Instructions to follow:
Reproduce all the entries exactly and keep the pictures out.

[Saved entries]
┄┄┄┄┄┄┄┄┄┄┄┄┄┄┄┄┄┄┄┄

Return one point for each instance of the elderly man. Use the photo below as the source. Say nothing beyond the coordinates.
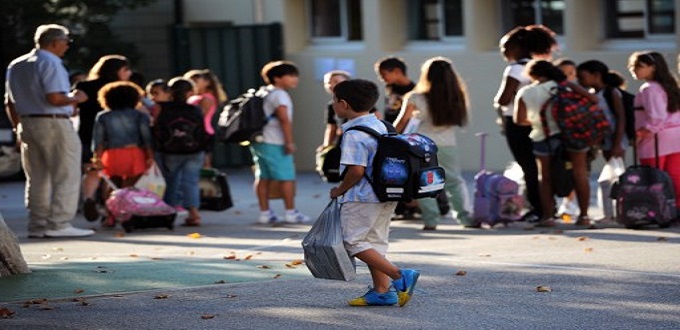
(39, 105)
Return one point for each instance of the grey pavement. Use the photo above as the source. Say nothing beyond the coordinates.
(610, 278)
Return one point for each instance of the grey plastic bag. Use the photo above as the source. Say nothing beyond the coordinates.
(325, 253)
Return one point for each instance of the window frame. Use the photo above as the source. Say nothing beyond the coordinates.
(415, 24)
(614, 32)
(345, 24)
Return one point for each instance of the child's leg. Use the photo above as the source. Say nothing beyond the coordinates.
(381, 269)
(288, 192)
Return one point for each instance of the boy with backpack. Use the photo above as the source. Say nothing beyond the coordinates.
(365, 220)
(273, 156)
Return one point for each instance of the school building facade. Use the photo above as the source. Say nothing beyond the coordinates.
(320, 35)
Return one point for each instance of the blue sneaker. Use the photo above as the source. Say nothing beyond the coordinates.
(372, 298)
(405, 285)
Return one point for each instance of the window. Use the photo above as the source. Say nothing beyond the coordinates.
(527, 12)
(435, 19)
(336, 19)
(640, 18)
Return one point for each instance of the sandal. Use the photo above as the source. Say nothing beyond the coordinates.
(192, 222)
(583, 220)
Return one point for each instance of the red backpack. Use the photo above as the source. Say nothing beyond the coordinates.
(582, 123)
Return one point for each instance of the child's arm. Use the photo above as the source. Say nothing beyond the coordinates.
(287, 128)
(353, 175)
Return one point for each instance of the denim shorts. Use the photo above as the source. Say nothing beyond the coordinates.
(272, 162)
(546, 146)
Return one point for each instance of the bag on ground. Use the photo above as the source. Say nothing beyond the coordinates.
(243, 119)
(497, 198)
(214, 188)
(152, 180)
(136, 208)
(582, 123)
(324, 250)
(405, 166)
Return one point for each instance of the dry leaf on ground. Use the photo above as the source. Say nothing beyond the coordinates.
(6, 313)
(543, 288)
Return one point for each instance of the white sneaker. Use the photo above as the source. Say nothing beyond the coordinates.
(69, 231)
(297, 217)
(269, 219)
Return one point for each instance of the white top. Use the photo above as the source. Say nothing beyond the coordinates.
(272, 131)
(534, 97)
(515, 71)
(441, 135)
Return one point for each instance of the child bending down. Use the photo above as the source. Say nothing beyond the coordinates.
(365, 220)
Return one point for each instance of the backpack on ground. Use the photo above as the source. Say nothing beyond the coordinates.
(644, 195)
(243, 118)
(582, 123)
(628, 101)
(497, 198)
(405, 166)
(180, 129)
(137, 208)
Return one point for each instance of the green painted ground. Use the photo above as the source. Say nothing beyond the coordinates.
(67, 280)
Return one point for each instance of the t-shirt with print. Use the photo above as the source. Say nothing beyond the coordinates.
(515, 71)
(272, 132)
(359, 148)
(394, 97)
(534, 97)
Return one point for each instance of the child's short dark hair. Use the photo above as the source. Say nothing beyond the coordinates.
(278, 69)
(389, 64)
(360, 94)
(119, 95)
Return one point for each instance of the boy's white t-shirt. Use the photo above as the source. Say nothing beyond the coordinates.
(272, 132)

┄┄┄┄┄┄┄┄┄┄┄┄┄┄┄┄┄┄┄┄

Task answer:
Return one point for each instance of the elderly man. Use the photo below as the source. Say nothing beyond the coordinates.
(39, 105)
Return one point for each instance of the grey pavement. Use the photo above as the source. Say nothing beyond the coordinates.
(610, 278)
Return one point for each instance of the grey plastic bag. Use the photo above as the source. Say nothing beyond the coordinates.
(325, 253)
Return one point for each instance of the window frame. Use the photo above as the source. Say nothing beyond the coordinates.
(415, 24)
(614, 32)
(345, 24)
Return one point for each instance of the child's leg. Use the photo above as the source. Say nothing beyond the coordinates.
(381, 269)
(288, 192)
Return one point for each instance of the boy with backpack. Use the photo above as the source. Say nothing beyond the coordinates.
(365, 220)
(273, 156)
Return one point for each instance of the school building facade. Use the photo above as the source. Say nothing beyond the coordinates.
(320, 35)
Return one point for each instance of the blue sneaker. Use the photo above as the source. Say nothing beyond the coordinates.
(372, 298)
(405, 285)
Return one point for each instance of the window. Use the photo above as the source. Say nothing beyond the coordinates.
(527, 12)
(435, 19)
(336, 19)
(640, 18)
Return one point for each instance of the sandal. Use the photo above as the source. Say nothing beyond the coordinates.
(192, 222)
(583, 220)
Return one point for each instance of the red backpack. Use the photo above as the source. Say nothing beyond the coordinates.
(582, 123)
Return one point for each instance of the child's arm. Use the photo above as the source. Say nothing beyond the coordinates.
(287, 128)
(353, 175)
Return one point for each instance of the denim shorts. Use the photo above as the source. Say nothing beyond the coordinates.
(272, 162)
(546, 146)
Return one point for each instance of the bag on ground. Use the photo above as the source. Say nothing beyond the coordinates.
(243, 119)
(497, 198)
(214, 188)
(152, 180)
(136, 208)
(582, 123)
(324, 250)
(405, 166)
Return one point for each instance of the dry leaf on ground. Use the photo above as the source. Say nothing beyond the coordinates.
(6, 313)
(543, 288)
Return one point for each instance of the white sneaker. Use the photo above as the source. Say nothing beyond the coordinates.
(69, 231)
(297, 217)
(269, 219)
Return one point for each instance of the white top. Use the photo above as the source. Say nothing beyond the coordinates.
(272, 131)
(534, 97)
(515, 71)
(441, 135)
Return one point for each instance of the child bending down. Use the photo above as the source. Say nothing beyond the coordinates.
(365, 220)
Return one point for each instance of the backpack on ground. Use the photo above as the source. Say nothing beyond the coordinates.
(644, 195)
(243, 118)
(582, 123)
(628, 101)
(497, 198)
(405, 166)
(180, 129)
(137, 208)
Return one point for each instance of the green painted ground. Use the photo above as the source. Say nothing beyond the coordinates.
(67, 280)
Return one point for each instance of the t-shirt with print. Use the photo above as the source. Say nothing beyond the coordinates.
(515, 71)
(272, 132)
(359, 148)
(394, 97)
(534, 97)
Return one point for each instance of the child's short dark hair. Use the photo above as the source. Say nothing beyond the coordinates.
(278, 69)
(389, 64)
(360, 94)
(119, 95)
Return one point for each instance of the boy's white t-shirt. Use the photo above as the source. Say nothing beyond the coordinates.
(272, 132)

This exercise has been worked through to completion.